KUTIPAN HALAMAN:
..............................

Harkat dan Martabat kita berada pada Supremasi Hukum. Dasarnya jelas. Kita Negara yg berlandaskan Hukum .Jika Hukum di negeri ini ( terutama HAM) tidak bisa ditegakan,lantas apa yang menjadi jaminan bahwa untuk kedepannya,rakyat Indonesia akan merasa AMAN ? Besok mungkin salah satu keluarga kita meninggal karena dibunuh atau diculik. Dan saat penyelidikannya mengambang tanpa kejelasan bertahun-tahun,seorang Menteri akan berkata,”LUPAKAN MASA LALU”. Apakah kita bisa menerima akan hal ini? TENTU TIDAK.

..............................

YANG PERLU DIKERJAKAN: Salin kembali persis bagian kutipan tentang penegakan hukum itu, dari "Harkat dan Martabat" sampai "ini? TENTU TIDAK.", kedua ujungnya ikut disalin. Entri berikut diambil dari sumber yang berbeda.

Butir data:
..............................

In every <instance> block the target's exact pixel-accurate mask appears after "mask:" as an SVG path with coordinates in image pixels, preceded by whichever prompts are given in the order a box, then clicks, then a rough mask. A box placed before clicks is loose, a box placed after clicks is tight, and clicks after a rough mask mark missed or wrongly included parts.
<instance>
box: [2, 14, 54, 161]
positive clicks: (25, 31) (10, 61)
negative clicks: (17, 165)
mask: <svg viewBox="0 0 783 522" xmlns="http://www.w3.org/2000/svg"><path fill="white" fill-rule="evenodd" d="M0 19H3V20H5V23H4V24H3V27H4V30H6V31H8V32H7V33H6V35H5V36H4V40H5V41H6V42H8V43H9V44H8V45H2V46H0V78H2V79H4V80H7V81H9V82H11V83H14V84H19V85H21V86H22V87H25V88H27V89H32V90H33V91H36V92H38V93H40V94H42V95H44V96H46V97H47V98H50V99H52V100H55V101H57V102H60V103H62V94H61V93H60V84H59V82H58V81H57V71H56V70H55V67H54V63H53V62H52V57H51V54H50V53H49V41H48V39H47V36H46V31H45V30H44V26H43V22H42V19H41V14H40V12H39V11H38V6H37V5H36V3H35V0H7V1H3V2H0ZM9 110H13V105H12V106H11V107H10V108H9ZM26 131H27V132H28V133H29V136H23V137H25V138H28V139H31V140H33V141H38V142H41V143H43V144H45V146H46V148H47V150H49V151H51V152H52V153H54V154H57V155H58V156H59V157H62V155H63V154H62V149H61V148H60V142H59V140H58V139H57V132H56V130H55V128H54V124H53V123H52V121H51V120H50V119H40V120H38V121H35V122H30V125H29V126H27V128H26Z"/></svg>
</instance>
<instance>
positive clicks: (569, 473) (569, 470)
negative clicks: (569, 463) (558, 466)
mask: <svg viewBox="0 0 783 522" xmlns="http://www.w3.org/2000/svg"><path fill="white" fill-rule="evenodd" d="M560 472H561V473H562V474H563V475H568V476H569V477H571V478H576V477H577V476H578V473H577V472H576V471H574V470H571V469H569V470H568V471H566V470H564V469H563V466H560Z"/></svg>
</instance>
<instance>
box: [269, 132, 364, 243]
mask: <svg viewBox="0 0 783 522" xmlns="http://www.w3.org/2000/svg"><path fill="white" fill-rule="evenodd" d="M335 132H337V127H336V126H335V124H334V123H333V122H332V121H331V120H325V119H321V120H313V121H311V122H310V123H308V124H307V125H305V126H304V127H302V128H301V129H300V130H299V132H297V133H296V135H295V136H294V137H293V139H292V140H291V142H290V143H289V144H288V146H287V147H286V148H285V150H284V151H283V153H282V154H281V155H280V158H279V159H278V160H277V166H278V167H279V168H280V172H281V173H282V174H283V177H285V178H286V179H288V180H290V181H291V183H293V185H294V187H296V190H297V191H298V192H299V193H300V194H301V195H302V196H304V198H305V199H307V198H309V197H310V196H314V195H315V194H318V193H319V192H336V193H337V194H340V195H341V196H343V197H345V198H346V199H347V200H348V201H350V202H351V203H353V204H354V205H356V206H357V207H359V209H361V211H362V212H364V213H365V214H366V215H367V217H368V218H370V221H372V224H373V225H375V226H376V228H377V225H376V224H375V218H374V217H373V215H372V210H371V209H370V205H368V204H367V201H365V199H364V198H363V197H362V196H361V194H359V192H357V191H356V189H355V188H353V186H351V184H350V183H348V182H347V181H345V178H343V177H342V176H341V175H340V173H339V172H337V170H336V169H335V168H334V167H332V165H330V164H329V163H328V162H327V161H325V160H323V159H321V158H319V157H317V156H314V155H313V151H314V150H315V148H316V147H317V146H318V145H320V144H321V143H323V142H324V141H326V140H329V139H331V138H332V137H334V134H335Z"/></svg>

..............................

PENYELESAIAN SOAL INI:
Harkat dan Martabat kita berada pada Supremasi Hukum. Dasarnya jelas. Kita Negara yg berlandaskan Hukum .Jika Hukum di negeri ini ( terutama HAM) tidak bisa ditegakan,lantas apa yang menjadi jaminan bahwa untuk kedepannya,rakyat Indonesia akan merasa AMAN ? Besok mungkin salah satu keluarga kita meninggal karena dibunuh atau diculik. Dan saat penyelidikannya mengambang tanpa kejelasan bertahun-tahun,seorang Menteri akan berkata,”LUPAKAN MASA LALU”. Apakah kita bisa menerima akan hal ini? TENTU TIDAK.